══ Information shown ══

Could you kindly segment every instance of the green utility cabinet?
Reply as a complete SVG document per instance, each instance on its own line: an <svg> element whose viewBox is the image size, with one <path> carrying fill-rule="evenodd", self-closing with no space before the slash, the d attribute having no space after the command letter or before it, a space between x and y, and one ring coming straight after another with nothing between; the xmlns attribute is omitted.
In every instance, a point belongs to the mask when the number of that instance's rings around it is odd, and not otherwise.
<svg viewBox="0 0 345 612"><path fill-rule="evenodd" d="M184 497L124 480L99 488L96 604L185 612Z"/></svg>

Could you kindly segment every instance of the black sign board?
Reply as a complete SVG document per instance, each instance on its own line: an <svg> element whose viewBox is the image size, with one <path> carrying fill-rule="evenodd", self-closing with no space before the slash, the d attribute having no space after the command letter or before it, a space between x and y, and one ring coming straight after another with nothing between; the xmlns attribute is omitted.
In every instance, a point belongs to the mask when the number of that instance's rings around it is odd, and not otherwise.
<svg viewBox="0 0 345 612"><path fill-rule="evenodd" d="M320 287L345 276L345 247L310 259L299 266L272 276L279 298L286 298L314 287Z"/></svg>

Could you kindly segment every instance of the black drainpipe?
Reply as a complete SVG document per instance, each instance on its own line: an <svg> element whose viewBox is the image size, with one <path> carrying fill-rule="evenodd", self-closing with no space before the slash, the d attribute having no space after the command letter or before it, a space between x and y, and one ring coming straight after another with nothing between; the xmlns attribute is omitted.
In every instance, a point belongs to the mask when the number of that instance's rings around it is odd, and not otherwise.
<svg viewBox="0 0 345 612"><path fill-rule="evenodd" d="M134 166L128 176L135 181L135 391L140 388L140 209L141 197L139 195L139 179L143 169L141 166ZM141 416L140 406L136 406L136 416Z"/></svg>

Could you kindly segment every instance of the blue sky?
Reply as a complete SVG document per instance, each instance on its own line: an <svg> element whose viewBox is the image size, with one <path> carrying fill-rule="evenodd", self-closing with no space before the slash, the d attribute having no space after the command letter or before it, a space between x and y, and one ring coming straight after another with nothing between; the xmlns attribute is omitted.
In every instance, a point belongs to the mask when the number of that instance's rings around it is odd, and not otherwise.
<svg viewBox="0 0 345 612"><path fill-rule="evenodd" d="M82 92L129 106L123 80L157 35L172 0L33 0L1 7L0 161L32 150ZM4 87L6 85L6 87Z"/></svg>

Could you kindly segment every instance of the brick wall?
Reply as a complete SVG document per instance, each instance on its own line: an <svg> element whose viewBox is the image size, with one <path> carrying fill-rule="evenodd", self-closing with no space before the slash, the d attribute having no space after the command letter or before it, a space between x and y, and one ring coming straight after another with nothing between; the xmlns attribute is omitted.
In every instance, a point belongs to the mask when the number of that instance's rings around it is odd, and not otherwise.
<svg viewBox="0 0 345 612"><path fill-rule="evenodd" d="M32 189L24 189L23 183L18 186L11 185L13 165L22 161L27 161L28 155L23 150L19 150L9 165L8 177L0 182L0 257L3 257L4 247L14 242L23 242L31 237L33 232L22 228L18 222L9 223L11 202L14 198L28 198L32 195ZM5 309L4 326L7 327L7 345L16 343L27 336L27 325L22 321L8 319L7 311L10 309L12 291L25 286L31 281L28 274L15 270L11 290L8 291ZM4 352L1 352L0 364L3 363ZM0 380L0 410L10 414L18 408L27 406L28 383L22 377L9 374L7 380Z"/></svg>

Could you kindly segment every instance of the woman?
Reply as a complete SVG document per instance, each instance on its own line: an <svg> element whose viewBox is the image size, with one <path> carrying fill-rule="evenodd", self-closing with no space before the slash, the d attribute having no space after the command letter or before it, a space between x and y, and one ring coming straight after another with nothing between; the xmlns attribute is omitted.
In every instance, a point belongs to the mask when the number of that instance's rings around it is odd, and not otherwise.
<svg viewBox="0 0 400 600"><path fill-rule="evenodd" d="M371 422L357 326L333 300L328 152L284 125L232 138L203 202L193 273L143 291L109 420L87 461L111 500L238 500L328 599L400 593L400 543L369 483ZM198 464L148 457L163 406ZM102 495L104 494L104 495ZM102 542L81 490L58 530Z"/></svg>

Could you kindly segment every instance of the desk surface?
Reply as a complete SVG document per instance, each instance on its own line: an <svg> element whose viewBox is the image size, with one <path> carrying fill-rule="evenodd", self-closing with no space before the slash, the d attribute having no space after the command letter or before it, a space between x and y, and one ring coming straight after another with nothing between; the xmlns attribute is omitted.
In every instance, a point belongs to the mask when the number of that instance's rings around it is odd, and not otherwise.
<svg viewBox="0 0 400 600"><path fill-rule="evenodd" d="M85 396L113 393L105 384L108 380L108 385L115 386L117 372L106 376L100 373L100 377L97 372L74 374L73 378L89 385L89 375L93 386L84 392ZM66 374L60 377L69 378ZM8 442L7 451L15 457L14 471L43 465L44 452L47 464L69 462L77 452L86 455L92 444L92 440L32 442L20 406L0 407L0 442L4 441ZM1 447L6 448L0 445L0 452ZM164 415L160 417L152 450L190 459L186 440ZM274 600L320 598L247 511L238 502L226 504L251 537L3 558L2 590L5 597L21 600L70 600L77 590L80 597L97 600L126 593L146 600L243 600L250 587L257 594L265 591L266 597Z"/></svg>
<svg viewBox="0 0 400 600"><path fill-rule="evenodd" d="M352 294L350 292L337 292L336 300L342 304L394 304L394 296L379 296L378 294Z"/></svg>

═══

Directions for this task: Could the entries above be output once more, exactly as they are?

Result below:
Could you kindly segment every instance of the green utility cabinet?
Reply as a complete SVG document per instance, each instance on its own line: an <svg> element whose viewBox is the image size, with one <path> carrying fill-rule="evenodd", self-closing with no space before the slash, the d attribute having no space after the command letter or before it, a space between x and y, and one ring coming straight after another with nothing between; the xmlns attribute is omitted.
In every instance, a point belongs to the mask when the number of that instance's rings around it is odd, and not otherwise.
<svg viewBox="0 0 345 612"><path fill-rule="evenodd" d="M184 497L124 480L99 488L96 604L185 612Z"/></svg>

Could you kindly segment every instance of the black sign board?
Reply as a complete SVG document per instance, each instance on its own line: an <svg> element whose viewBox is the image size, with one <path> carrying fill-rule="evenodd", self-closing with no space before the slash, the d attribute having no space after the command letter or before it, a space between x and y, and one ring coming straight after another with nothing between; the xmlns attribute is omitted.
In every instance, a point belongs to the mask when the number of that instance's rings around it is odd, and not otherwise.
<svg viewBox="0 0 345 612"><path fill-rule="evenodd" d="M320 287L345 276L345 247L310 259L299 266L272 276L279 298L286 298L314 287Z"/></svg>

Could you kindly segment every instance of the black drainpipe?
Reply as a complete SVG document per instance, each instance on its own line: an <svg> element whose viewBox is the image size, with one <path> carrying fill-rule="evenodd", self-closing with no space before the slash, the d attribute having no space after the command letter or before it, a space between x and y, and one ring coming straight after another with nothing between; the xmlns attribute is omitted.
In every instance, a point belongs to the mask when the number of that instance's rings around it is odd, and not otherwise.
<svg viewBox="0 0 345 612"><path fill-rule="evenodd" d="M134 166L128 176L135 181L135 391L140 388L140 209L141 197L139 195L139 179L143 169L141 166ZM141 416L140 406L136 406L136 416Z"/></svg>

Could you kindly segment every instance of the blue sky?
Reply as a complete SVG document per instance, each instance on its own line: an <svg> element whose viewBox is the image size, with one <path> carrying fill-rule="evenodd", self-closing with no space before the slash, the d attribute having no space after the command letter or before it, a space between x and y, and one ring coming straight after another with nothing between; the xmlns attribute is omitted.
In every instance, a point belongs to the mask when the number of that instance's rings around it is odd, and not otherwise.
<svg viewBox="0 0 345 612"><path fill-rule="evenodd" d="M82 92L129 106L123 80L157 35L172 0L33 0L1 7L0 161L32 150ZM4 87L6 85L6 87Z"/></svg>

Could you kindly segment every instance of the brick wall?
Reply as a complete SVG document per instance, each instance on its own line: an <svg> element whose viewBox is the image size, with one <path> carrying fill-rule="evenodd", self-closing with no space before the slash, the d attribute having no space after the command letter or before it, a space between x and y, and one ring coming straight after another with nothing between; the xmlns attribute is omitted.
In every instance, a point belongs to the mask when the number of that instance's rings around it is odd, and not otherwise.
<svg viewBox="0 0 345 612"><path fill-rule="evenodd" d="M32 189L24 189L23 183L18 186L11 185L13 165L22 161L27 161L28 155L23 150L19 150L9 165L8 177L0 182L0 257L3 257L4 247L14 242L23 242L31 237L33 232L22 228L18 222L9 223L11 202L14 198L28 198L32 195ZM5 309L4 326L7 327L7 345L16 343L27 336L27 325L22 321L8 319L7 311L10 309L12 291L25 286L31 281L28 274L15 270L11 290L8 291ZM4 352L1 352L0 364L3 363ZM0 380L0 410L10 414L18 408L27 406L28 383L22 377L9 374L7 380Z"/></svg>

Could you kindly segment every instance of the woman?
Reply as a complete SVG document per instance, each instance on its own line: an <svg> element whose viewBox is the image size, with one <path> carrying fill-rule="evenodd", self-closing with no space before the slash, the d attribute having no space after the command letter or before it, a space between x and y, and one ring coming straight after another with nothing between; the xmlns attribute is omitted.
In every instance, a point belongs to the mask when the number of that instance's rings around it is odd, and not otherwise.
<svg viewBox="0 0 400 600"><path fill-rule="evenodd" d="M371 422L357 326L333 300L328 152L284 125L232 138L203 202L193 273L143 291L109 420L87 461L111 500L238 500L328 599L400 593L400 543L369 483ZM198 464L148 457L163 406ZM102 495L104 494L104 495ZM102 542L81 490L58 530Z"/></svg>

Could you kindly segment every instance of the desk surface?
Reply as a complete SVG document per instance, each instance on its own line: an <svg> element whose viewBox is the image size, with one <path> carrying fill-rule="evenodd", self-closing with no space before the slash, the d attribute having no space after the command letter or before it, a space between x and y, and one ring coming straight after another with nothing between; the xmlns attribute is omitted.
In every instance, a point belongs to the mask when the number of that instance's rings around it is odd, and not otherwise.
<svg viewBox="0 0 400 600"><path fill-rule="evenodd" d="M85 396L113 393L105 384L108 380L108 385L115 386L117 372L106 376L100 373L100 377L97 372L74 374L73 378L89 385L89 375L93 386L84 392ZM66 374L60 377L69 378ZM8 442L7 451L15 457L14 471L43 465L44 452L47 464L69 462L77 452L86 455L92 444L92 440L32 442L20 406L0 407L0 442L4 441ZM1 447L6 448L0 445L0 452ZM164 415L160 417L152 450L190 459L186 440ZM274 600L320 598L247 511L238 502L226 504L251 537L3 558L2 590L5 597L21 600L70 600L77 590L80 597L97 600L126 593L146 600L243 600L250 587L257 594L265 591L266 597Z"/></svg>
<svg viewBox="0 0 400 600"><path fill-rule="evenodd" d="M352 294L350 292L337 292L336 300L342 304L394 304L394 296L379 296L378 294Z"/></svg>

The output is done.